**STATED GOAL:** Update the data below by replacing each occurrence of "this photo" with "this image", leaving every other line and character unchanged.

━━━━

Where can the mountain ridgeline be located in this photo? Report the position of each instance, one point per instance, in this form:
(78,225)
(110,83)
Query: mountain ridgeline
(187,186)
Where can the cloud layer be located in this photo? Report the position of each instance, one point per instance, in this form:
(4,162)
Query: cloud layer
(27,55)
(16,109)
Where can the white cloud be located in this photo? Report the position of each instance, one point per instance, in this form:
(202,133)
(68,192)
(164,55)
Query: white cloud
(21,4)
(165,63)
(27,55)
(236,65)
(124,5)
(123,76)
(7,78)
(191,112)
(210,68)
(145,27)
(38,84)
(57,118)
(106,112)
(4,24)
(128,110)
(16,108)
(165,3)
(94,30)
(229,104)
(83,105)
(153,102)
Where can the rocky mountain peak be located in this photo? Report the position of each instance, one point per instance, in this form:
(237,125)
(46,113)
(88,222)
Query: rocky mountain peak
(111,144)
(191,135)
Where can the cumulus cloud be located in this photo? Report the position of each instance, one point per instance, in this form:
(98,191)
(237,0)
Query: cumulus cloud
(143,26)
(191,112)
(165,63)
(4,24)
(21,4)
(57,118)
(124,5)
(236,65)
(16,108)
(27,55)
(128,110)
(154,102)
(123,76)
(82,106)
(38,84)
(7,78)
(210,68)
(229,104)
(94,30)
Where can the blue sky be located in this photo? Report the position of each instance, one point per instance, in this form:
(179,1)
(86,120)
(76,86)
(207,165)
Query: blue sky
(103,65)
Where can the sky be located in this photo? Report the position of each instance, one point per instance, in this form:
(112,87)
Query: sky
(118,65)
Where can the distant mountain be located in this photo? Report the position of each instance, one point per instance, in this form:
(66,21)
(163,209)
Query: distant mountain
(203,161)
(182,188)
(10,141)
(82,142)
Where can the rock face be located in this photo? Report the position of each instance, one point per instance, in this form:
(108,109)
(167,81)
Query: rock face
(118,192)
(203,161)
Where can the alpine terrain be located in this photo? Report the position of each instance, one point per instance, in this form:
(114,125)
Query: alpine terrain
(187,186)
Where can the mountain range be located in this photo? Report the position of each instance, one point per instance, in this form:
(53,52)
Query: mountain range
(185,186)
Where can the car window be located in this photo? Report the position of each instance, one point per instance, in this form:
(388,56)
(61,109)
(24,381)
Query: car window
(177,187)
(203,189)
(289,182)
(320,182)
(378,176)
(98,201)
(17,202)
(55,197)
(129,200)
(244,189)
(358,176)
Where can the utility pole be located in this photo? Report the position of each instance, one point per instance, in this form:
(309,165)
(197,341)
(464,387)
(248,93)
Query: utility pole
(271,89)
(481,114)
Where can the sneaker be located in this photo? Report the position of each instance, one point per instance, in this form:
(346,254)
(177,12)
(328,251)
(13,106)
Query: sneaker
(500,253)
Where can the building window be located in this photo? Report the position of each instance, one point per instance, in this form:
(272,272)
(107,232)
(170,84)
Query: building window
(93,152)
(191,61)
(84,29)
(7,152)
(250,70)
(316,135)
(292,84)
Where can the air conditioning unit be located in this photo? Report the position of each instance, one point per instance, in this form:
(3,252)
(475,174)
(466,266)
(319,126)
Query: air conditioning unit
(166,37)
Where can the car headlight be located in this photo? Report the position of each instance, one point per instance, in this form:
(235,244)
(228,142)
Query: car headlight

━━━━

**COMPLETE OUTPUT:**
Where can the mountain ridgeline be located in this image? Report the position of each instance, one point per instance, in this form:
(78,225)
(110,83)
Query: mountain ridgeline
(187,186)
Where can the cloud layer be located in this image? Report the position of each instance, one point per instance, in this form:
(4,162)
Query: cloud layer
(27,55)
(16,109)
Where can the white cloud be located in this image? Report the position of each instance, one point per instance, in this form:
(202,133)
(68,192)
(164,55)
Query: white cloud
(21,4)
(165,63)
(27,55)
(236,65)
(124,5)
(123,76)
(7,78)
(191,112)
(210,68)
(145,27)
(38,84)
(57,118)
(106,112)
(4,24)
(128,110)
(16,108)
(165,3)
(94,30)
(229,104)
(83,105)
(153,102)
Where can the rocky mountain peak be located in this image? Report the position of each instance, one point per instance, in this form:
(237,125)
(46,113)
(88,222)
Query: rocky mountain peak
(111,144)
(191,135)
Where can the cumulus cloud be located in this image? Report the position of each instance, one point per instance, in this form:
(98,191)
(237,0)
Query: cumulus cloud
(143,26)
(191,112)
(165,63)
(4,24)
(21,4)
(57,118)
(124,5)
(236,65)
(16,108)
(27,55)
(128,110)
(154,102)
(123,76)
(82,106)
(38,84)
(7,78)
(210,68)
(229,104)
(94,30)
Where can the blue sky be located in this image? Report the position of each instance, one point per instance, in this form:
(179,1)
(86,120)
(76,86)
(207,165)
Query: blue sky
(103,65)
Where can the sky be located in this image? Report the position of each instance, one point per instance, in this form:
(112,87)
Query: sky
(118,65)
Where can the distant mountain be located in this image? Report the position of each instance, one point per instance, in this form:
(66,21)
(163,209)
Query: distant mountain
(203,161)
(182,188)
(10,141)
(82,142)
Where can the rock face be located in this image? Report the position of each instance, one point per instance, in this form:
(108,109)
(167,81)
Query: rock face
(118,192)
(203,161)
Where can the alpine terrain be located in this image? Report the position of each instance, one point per instance, in this form:
(114,125)
Query: alpine terrain
(187,186)
Where can the mountain range be located in this image? Report the position of each instance, one point per instance, in this form:
(53,52)
Query: mountain range
(185,186)
Where can the car window be located in this image? Report the position of each instance, one point per instance, in this form:
(388,56)
(61,109)
(24,381)
Query: car window
(177,187)
(203,189)
(289,182)
(320,182)
(378,176)
(98,201)
(17,202)
(55,197)
(129,200)
(244,189)
(358,176)
Where can the utility pole be located in this image? Report the position of each instance, one point per instance, in this form:
(309,165)
(197,341)
(464,387)
(248,93)
Query: utility pole
(271,89)
(481,114)
Where can the sneaker be located in this image? Report the position of each instance, one point per instance, in this form:
(346,254)
(177,12)
(328,251)
(13,106)
Query: sneaker
(500,253)
Where can the building window be located in this image? Report the position of each instance, one point per instance, in this form:
(272,272)
(107,232)
(170,84)
Query: building window
(93,152)
(191,61)
(84,29)
(7,152)
(250,70)
(316,135)
(292,84)
Where can the air conditioning unit be located in this image? Report the position of each instance, one point per instance, in this form:
(3,252)
(475,174)
(466,266)
(319,126)
Query: air conditioning unit
(166,37)
Where can the car headlight be located in this image? Report the position of each instance, one point per instance, in this form:
(235,244)
(228,142)
Query: car headlight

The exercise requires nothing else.